(Beginning of Raw data)
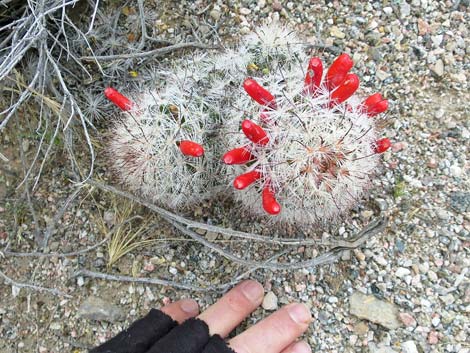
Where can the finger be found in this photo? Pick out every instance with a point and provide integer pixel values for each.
(274, 333)
(298, 347)
(181, 310)
(233, 308)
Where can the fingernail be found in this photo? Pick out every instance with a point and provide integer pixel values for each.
(299, 313)
(189, 306)
(301, 347)
(252, 290)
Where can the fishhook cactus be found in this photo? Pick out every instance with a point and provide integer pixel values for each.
(308, 153)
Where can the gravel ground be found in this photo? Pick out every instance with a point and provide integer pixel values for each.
(406, 291)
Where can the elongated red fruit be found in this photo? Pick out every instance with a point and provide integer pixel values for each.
(254, 132)
(375, 104)
(270, 204)
(377, 108)
(345, 90)
(382, 145)
(244, 180)
(372, 100)
(237, 156)
(118, 99)
(190, 148)
(258, 93)
(314, 75)
(338, 71)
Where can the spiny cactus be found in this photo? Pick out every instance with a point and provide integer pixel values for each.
(187, 102)
(308, 149)
(156, 149)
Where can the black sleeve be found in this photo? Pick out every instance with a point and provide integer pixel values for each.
(189, 337)
(216, 344)
(140, 336)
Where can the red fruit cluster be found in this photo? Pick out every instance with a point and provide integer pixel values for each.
(340, 83)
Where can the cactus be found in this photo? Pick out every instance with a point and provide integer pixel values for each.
(313, 146)
(298, 144)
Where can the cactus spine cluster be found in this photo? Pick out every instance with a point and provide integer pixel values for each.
(295, 140)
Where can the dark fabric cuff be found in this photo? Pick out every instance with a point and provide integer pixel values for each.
(140, 336)
(217, 345)
(189, 337)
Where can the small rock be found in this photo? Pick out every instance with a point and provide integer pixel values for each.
(455, 171)
(460, 201)
(98, 309)
(80, 281)
(448, 299)
(244, 11)
(370, 308)
(332, 300)
(336, 32)
(270, 301)
(277, 6)
(433, 337)
(360, 328)
(402, 272)
(423, 27)
(215, 14)
(211, 236)
(438, 68)
(409, 347)
(407, 319)
(405, 9)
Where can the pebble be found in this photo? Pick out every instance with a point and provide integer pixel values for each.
(438, 68)
(245, 11)
(407, 319)
(405, 9)
(433, 337)
(402, 272)
(277, 6)
(455, 171)
(270, 301)
(336, 32)
(215, 14)
(370, 308)
(97, 309)
(409, 347)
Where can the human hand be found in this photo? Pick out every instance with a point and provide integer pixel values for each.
(275, 334)
(158, 333)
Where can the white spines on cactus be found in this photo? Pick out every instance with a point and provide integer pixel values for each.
(156, 150)
(307, 148)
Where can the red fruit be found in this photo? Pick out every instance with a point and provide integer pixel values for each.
(118, 99)
(382, 145)
(378, 108)
(375, 104)
(270, 204)
(237, 156)
(338, 71)
(314, 75)
(258, 93)
(254, 132)
(190, 148)
(244, 180)
(345, 90)
(372, 99)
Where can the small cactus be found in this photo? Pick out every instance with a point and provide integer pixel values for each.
(156, 149)
(295, 140)
(313, 146)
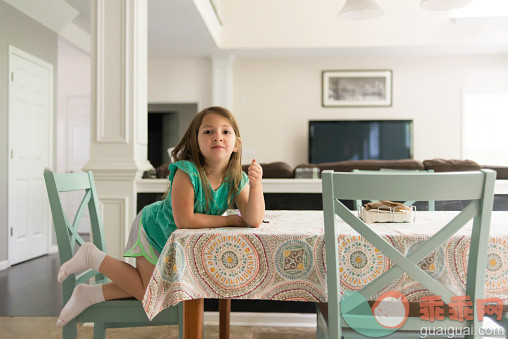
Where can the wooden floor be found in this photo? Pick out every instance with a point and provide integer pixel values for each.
(45, 328)
(30, 289)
(End of Raw data)
What you return must match the records exactly, apart from the images, which are omitted.

Where can the finger be found in this photo? Pick out every instance with a point and provide integer pixel values for each.
(274, 333)
(298, 347)
(181, 310)
(233, 308)
Where can the fingernail be found in this photo? Pick out every instance with a point and provide integer pixel values for each.
(299, 313)
(189, 306)
(301, 347)
(252, 290)
Where can the fishhook cactus be found in this photo? Pick out every instance with a point and provide integer pixel values for each.
(308, 153)
Where can the gravel ground be found in this photo? Pick out every instance with a point and provide integer pixel values for each.
(406, 291)
Where can the elongated red fruit be found in this photo? Pick out every instance with a point and provide integer pixel values for each.
(254, 132)
(375, 104)
(270, 204)
(377, 108)
(345, 90)
(382, 145)
(244, 180)
(372, 100)
(237, 156)
(118, 99)
(190, 148)
(258, 93)
(314, 75)
(338, 71)
Where can the spiny cactus be found in this photo? Pick out every instance with a point and provide integer pixel values for each.
(187, 102)
(308, 149)
(156, 149)
Where can the black sleeve be found in this photo? Pick out every instance with a point and provide integer pixel values for each.
(189, 337)
(216, 344)
(140, 336)
Where can the red fruit cluster be found in this photo? Pick out every instance with a point and provide integer pixel values for each.
(340, 83)
Where can the cactus be found in this photo? Pick out every instance with a point and provide integer pixel values for each.
(313, 146)
(298, 144)
Where can the cactus spine cluster be found in this photo? Pick out every instance with a point and provide integer pixel values for each.
(295, 140)
Where can the dark fabric cuff be found in this photo? Pick out every instance with a point and provide integer pixel values for each.
(140, 336)
(217, 345)
(189, 337)
Where can the small rock be found in this photo? Pick out every instance with a point and provide integer pixel values for each.
(455, 171)
(460, 201)
(98, 309)
(80, 281)
(448, 299)
(244, 11)
(370, 308)
(332, 300)
(336, 32)
(270, 301)
(277, 6)
(433, 337)
(360, 328)
(402, 272)
(423, 27)
(215, 14)
(211, 236)
(438, 68)
(409, 347)
(407, 319)
(405, 9)
Where can the pebble be found in this photo? Pick out every instance with a point and provide integer pixel values for each.
(438, 68)
(245, 11)
(407, 319)
(405, 9)
(433, 337)
(402, 272)
(277, 6)
(455, 171)
(270, 301)
(336, 32)
(215, 14)
(370, 308)
(97, 309)
(409, 347)
Where can the human hand be found in this photo? Pick out every instance with a point and provide integer pixel values for each.
(275, 334)
(158, 333)
Where can the white spines on cactus be found in this photo? Pick out every instance with a point and provide integer pixel values for each.
(156, 150)
(307, 148)
Where can the red fruit be found in this photo? Pick out every instance with a point and provide integer pixel values for each.
(118, 99)
(382, 145)
(378, 108)
(375, 104)
(270, 204)
(237, 156)
(338, 71)
(314, 75)
(258, 93)
(254, 132)
(190, 148)
(244, 180)
(345, 90)
(372, 99)
Where can the small cactus be found in this photo? Pick out every instance with a point and provide integer pixel values for each.
(156, 149)
(295, 140)
(313, 146)
Where can the wooden floor be found in this photo? Pick out every instance with a point and provide integer pixel values for each.
(45, 328)
(30, 289)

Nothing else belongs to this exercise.